#### How to complete this task:
The answer must consist solely of the lines from the one containing "Here is your task: find all instances of window" to the end of the entries below, repeated exactly.

(Stored items from a collection)

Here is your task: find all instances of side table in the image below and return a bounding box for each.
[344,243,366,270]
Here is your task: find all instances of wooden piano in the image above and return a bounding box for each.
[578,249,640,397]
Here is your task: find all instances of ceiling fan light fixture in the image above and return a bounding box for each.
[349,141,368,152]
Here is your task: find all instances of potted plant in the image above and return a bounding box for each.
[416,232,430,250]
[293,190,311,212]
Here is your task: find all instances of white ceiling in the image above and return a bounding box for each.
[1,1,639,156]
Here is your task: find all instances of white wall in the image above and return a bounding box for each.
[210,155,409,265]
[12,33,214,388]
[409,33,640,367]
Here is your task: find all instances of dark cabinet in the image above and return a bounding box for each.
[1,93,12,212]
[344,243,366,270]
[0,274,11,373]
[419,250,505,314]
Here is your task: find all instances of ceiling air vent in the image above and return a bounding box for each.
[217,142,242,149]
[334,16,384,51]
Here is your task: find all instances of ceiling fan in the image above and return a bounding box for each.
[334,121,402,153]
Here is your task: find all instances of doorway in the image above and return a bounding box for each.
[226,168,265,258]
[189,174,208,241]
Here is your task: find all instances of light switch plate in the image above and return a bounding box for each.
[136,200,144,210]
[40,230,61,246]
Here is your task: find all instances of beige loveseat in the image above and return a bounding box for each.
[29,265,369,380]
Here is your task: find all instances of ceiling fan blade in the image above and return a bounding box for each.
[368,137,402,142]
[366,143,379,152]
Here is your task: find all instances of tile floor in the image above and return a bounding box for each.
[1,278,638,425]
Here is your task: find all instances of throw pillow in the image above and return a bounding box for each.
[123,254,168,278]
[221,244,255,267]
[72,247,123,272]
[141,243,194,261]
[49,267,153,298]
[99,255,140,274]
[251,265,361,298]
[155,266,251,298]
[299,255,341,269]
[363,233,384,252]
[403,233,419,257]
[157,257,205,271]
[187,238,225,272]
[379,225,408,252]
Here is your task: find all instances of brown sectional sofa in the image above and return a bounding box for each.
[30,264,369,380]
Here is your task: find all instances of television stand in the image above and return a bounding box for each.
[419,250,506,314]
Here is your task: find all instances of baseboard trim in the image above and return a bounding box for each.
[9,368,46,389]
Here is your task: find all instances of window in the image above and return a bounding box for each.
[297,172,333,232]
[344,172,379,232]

#### Problem solution:
Here is your task: find all instances of window in the image above and return a bounding box for each.
[297,172,333,232]
[344,172,379,232]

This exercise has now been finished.